→ **SOAL TUGAS 1**
Salin tanpa perubahan baris-baris dalam daftar di bawah, dari baris yang memuat "The service MUST place a point on the towel" sampai baris yang memuat "x=269, y=253", kedua baris itu ikut disalin.

:: TEKS HASIL EKSTRAKSI

KREATIVITAS
Disusun guna memenuhi tugas makalah mata kuliah Psikologi
Pendidikan
Dosen Pengampu : Nikmah Rochmawati
Disusun Oleh:
Vira Aulia Rahmah (1607016078)
Khuswatun
Nur Khasanah (1607016082)
PSIKOLOGI
FAKULTAS PSIKOLOGI DAN KESEHATAN
UNIVERSITAS ISLAM NEGERI WALISONGO
SEMARANG
KATA PENGANTAR
Segala puji kami panjatkan kehadirat
Allah SWT yang selalu melimpahkan segala Rahmat, Taufiq, dan Hidayah, serta
inayahNya kepada kita semua. Sholawat serta salam juga kami haturkan kepada junjungan
kita Nabi agung Muhammad SAW, sehingga pada kesempatan ini kami dapat
menyelesaikan tugas makalah mata kuliah Psikologi Pendidikan.
Ucapan terima kasih tidak lupa
kamihaturkan kepada Ibu Nikmah Rochmawati selaku dosen pengampu mata kuliah
Psikologi Pendidikan dan teman-teman yang membantu dalam penyusunan makalah
ini. Kami menyadari di dalam penyusunan makalah ini masih jauh dari
kesempurnaan. Masih banyak kekurangan yang harus diperbaiki, baik dari segi
tata bahasa maupun dalam hal lain.
Oleh karena itu, kami meminta maaf atas
ketidaksempurnaannya dan juga memohon kritik dan saran untuk kami agar bisa
lebih baik lagi dalam membuat makalah ini. Harapan kami mudah-mudahan apa yang
kami susun memberikan manfaat untuk diri sendiri, teman-teman, serta orang
lain.

::::

→ **SOAL TUGAS 2**
Tuliskan ulang kata demi kata seluruh teks makalah tentang kreativitas di atas.

:: BAHAN YANG DISEDIAKAN

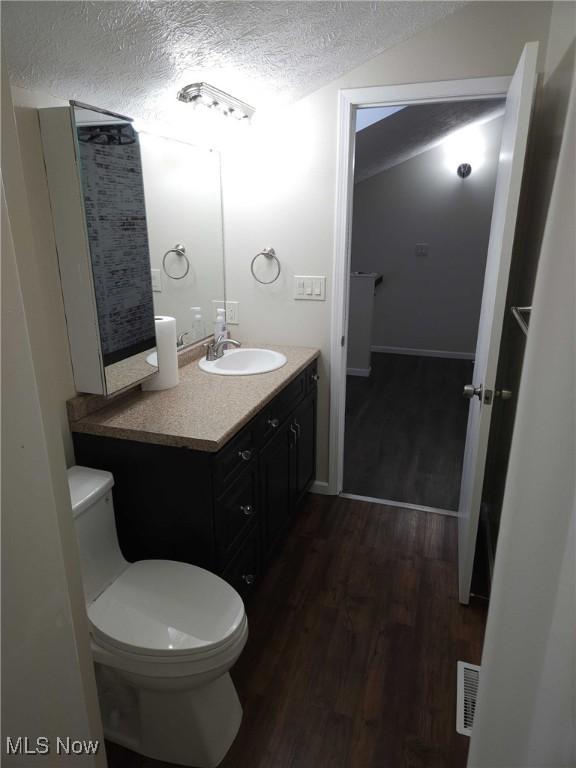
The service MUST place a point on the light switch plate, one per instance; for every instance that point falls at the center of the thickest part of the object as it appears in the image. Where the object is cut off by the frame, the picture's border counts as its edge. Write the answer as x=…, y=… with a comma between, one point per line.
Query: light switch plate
x=310, y=287
x=231, y=311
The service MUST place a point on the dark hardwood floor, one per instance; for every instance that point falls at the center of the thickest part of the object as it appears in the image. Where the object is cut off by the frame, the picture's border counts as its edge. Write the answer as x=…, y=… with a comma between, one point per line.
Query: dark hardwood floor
x=406, y=428
x=355, y=632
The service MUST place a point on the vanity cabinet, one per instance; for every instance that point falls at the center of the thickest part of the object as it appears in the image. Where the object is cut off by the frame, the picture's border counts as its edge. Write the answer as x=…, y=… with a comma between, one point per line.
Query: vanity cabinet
x=224, y=511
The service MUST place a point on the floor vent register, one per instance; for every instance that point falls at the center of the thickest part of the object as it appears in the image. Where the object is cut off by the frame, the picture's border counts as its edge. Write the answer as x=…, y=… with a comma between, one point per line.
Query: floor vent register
x=467, y=692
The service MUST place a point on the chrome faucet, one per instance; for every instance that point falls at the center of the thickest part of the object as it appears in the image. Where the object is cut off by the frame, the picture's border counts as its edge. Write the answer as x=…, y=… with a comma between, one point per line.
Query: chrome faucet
x=215, y=350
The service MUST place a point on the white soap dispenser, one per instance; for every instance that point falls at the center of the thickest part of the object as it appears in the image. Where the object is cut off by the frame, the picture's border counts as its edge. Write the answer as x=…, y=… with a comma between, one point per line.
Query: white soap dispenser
x=220, y=324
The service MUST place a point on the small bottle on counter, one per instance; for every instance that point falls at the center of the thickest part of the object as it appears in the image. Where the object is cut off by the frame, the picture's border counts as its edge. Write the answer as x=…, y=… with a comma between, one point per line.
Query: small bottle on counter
x=220, y=324
x=197, y=323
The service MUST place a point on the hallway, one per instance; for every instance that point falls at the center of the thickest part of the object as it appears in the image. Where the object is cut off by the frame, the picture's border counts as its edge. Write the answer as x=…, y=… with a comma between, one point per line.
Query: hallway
x=406, y=429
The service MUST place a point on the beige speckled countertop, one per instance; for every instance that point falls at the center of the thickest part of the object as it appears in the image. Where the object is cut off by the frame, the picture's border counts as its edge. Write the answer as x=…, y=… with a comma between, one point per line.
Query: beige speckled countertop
x=203, y=412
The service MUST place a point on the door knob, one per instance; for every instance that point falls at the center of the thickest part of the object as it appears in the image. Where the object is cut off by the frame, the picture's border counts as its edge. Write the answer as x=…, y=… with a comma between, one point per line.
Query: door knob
x=471, y=391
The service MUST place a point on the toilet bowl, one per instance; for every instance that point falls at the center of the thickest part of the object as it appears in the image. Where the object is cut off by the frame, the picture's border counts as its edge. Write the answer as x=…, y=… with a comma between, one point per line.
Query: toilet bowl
x=164, y=637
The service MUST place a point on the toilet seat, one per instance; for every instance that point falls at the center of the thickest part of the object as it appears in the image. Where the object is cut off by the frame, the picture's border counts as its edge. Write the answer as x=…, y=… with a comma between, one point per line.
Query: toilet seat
x=167, y=611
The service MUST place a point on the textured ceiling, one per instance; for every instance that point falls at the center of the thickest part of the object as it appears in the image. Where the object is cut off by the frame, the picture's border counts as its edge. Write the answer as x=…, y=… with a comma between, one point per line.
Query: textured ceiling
x=134, y=56
x=416, y=129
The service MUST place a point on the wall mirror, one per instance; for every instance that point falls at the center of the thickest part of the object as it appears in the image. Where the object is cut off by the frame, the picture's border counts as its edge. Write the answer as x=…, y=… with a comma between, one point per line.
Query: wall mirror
x=111, y=180
x=138, y=223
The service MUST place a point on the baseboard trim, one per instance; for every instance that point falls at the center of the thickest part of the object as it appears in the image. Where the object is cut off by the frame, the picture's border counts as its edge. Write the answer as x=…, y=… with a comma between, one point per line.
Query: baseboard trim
x=400, y=504
x=321, y=487
x=424, y=352
x=358, y=372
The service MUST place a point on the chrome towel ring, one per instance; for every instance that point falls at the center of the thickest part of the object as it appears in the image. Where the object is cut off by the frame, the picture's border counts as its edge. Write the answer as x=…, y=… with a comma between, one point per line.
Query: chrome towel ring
x=180, y=250
x=270, y=254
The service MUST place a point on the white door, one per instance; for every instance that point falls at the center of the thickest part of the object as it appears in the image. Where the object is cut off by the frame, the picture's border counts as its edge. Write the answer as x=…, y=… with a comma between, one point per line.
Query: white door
x=511, y=163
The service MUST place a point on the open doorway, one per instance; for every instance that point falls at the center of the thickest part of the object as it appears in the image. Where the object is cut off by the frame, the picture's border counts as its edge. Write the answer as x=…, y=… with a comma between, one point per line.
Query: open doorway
x=424, y=181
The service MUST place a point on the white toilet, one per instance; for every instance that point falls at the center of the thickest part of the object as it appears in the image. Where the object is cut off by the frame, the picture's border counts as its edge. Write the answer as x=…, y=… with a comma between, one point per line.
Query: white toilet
x=164, y=636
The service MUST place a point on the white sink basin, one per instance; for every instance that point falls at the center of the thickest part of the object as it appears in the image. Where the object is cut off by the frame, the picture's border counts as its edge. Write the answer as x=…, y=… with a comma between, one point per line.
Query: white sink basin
x=244, y=362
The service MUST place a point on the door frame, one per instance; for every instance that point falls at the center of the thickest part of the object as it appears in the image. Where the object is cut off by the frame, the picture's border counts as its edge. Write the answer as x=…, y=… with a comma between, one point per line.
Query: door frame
x=349, y=100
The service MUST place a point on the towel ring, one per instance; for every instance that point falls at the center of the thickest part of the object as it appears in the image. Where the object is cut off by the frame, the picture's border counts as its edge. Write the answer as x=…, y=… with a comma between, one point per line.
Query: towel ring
x=180, y=250
x=269, y=253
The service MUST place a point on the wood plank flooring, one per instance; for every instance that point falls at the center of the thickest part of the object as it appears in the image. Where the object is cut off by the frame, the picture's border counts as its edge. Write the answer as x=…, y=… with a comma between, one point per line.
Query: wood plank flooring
x=406, y=429
x=355, y=632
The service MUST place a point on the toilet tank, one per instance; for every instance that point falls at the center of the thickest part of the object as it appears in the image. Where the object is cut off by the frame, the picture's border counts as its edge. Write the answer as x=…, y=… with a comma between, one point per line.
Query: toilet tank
x=101, y=559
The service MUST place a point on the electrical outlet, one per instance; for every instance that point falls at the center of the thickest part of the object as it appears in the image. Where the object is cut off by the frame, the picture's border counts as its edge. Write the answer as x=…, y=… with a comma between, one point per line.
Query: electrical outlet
x=310, y=287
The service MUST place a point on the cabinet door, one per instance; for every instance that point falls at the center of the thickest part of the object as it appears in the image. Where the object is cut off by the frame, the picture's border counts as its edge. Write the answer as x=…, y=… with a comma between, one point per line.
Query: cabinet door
x=276, y=484
x=243, y=571
x=304, y=466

::::

→ **JAWABAN BENAR 1**
The service MUST place a point on the towel ring, one per instance; for every instance that point falls at the center of the thickest part of the object as it appears in the image. Where the object is cut off by the frame, the picture's border counts as its edge. Write the answer as x=…, y=… with a comma between, one point per line.
Query: towel ring
x=180, y=250
x=269, y=253

→ **JAWABAN BENAR 2**
KREATIVITAS
Disusun guna memenuhi tugas makalah mata kuliah Psikologi
Pendidikan
Dosen Pengampu : Nikmah Rochmawati
Disusun Oleh:
Vira Aulia Rahmah (1607016078)
Khuswatun
Nur Khasanah (1607016082)
PSIKOLOGI
FAKULTAS PSIKOLOGI DAN KESEHATAN
UNIVERSITAS ISLAM NEGERI WALISONGO
SEMARANG
KATA PENGANTAR
Segala puji kami panjatkan kehadirat
Allah SWT yang selalu melimpahkan segala Rahmat, Taufiq, dan Hidayah, serta
inayahNya kepada kita semua. Sholawat serta salam juga kami haturkan kepada junjungan
kita Nabi agung Muhammad SAW, sehingga pada kesempatan ini kami dapat
menyelesaikan tugas makalah mata kuliah Psikologi Pendidikan.
Ucapan terima kasih tidak lupa
kamihaturkan kepada Ibu Nikmah Rochmawati selaku dosen pengampu mata kuliah
Psikologi Pendidikan dan teman-teman yang membantu dalam penyusunan makalah
ini. Kami menyadari di dalam penyusunan makalah ini masih jauh dari
kesempurnaan. Masih banyak kekurangan yang harus diperbaiki, baik dari segi
tata bahasa maupun dalam hal lain.
Oleh karena itu, kami meminta maaf atas
ketidaksempurnaannya dan juga memohon kritik dan saran untuk kami agar bisa
lebih baik lagi dalam membuat makalah ini. Harapan kami mudah-mudahan apa yang
kami susun memberikan manfaat untuk diri sendiri, teman-teman, serta orang
lain.